» WHAT IS BEING ASKED:
Pick out each line in the records that contains the string "segment" and copy it out in full, keeping in mind that case counts.

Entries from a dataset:
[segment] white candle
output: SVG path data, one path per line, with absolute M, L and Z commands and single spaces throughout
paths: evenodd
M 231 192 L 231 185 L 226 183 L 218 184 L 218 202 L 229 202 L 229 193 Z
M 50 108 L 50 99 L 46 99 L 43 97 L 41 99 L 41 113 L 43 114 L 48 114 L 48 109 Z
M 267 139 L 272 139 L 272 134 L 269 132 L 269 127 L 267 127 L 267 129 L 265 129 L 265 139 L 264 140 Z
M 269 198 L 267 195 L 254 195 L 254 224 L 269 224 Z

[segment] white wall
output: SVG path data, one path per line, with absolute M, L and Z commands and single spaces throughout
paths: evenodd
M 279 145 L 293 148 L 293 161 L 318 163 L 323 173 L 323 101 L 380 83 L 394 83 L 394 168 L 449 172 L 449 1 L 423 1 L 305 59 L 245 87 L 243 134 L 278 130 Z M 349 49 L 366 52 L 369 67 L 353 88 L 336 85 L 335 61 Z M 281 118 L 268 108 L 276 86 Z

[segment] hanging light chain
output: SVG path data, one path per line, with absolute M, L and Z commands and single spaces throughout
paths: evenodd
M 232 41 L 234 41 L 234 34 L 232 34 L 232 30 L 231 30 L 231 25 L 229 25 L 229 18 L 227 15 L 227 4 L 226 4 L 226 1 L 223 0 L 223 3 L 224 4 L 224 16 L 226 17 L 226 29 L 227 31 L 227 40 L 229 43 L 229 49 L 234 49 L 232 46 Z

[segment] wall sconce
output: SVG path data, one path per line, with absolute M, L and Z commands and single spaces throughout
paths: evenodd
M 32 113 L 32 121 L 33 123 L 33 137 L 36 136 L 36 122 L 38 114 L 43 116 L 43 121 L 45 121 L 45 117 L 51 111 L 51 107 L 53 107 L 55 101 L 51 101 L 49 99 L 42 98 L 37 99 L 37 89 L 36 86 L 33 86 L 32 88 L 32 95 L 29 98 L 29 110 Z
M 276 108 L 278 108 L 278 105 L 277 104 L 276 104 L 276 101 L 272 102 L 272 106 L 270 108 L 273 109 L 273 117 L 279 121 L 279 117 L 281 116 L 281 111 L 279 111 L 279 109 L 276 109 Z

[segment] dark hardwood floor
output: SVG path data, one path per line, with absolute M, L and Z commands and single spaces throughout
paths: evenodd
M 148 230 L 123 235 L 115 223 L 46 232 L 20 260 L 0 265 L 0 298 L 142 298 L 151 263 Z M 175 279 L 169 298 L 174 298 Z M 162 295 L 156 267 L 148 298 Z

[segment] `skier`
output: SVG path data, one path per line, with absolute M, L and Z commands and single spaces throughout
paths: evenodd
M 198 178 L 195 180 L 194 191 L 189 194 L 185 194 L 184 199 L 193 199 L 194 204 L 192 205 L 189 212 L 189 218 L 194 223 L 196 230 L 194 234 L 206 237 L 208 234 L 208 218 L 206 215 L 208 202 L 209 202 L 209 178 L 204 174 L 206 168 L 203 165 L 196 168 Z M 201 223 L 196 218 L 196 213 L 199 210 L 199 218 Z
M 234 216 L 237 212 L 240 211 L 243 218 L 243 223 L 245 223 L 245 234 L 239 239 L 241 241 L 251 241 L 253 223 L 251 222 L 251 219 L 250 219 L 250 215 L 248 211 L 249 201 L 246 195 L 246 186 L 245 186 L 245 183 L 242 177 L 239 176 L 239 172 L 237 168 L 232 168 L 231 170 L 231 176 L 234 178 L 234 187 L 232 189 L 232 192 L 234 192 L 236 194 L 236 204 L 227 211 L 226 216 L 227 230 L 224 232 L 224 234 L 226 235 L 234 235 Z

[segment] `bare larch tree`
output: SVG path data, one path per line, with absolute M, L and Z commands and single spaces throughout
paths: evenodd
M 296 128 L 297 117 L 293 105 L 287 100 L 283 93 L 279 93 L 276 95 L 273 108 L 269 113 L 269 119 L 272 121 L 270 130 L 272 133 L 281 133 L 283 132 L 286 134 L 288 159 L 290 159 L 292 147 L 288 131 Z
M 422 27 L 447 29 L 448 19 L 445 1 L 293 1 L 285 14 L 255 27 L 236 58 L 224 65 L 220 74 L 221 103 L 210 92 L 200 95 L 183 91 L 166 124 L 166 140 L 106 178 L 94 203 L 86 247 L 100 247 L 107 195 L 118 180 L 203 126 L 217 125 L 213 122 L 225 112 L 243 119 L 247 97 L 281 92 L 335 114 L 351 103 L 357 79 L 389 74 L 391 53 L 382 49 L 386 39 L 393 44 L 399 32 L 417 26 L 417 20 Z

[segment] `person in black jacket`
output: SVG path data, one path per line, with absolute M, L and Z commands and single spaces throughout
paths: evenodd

» SOLUTION:
[segment] white candle
[segment] white wall
[segment] hanging light chain
[segment] wall sconce
[segment] dark hardwood floor
[segment] `skier`
[segment] `bare larch tree`
[segment] `person in black jacket`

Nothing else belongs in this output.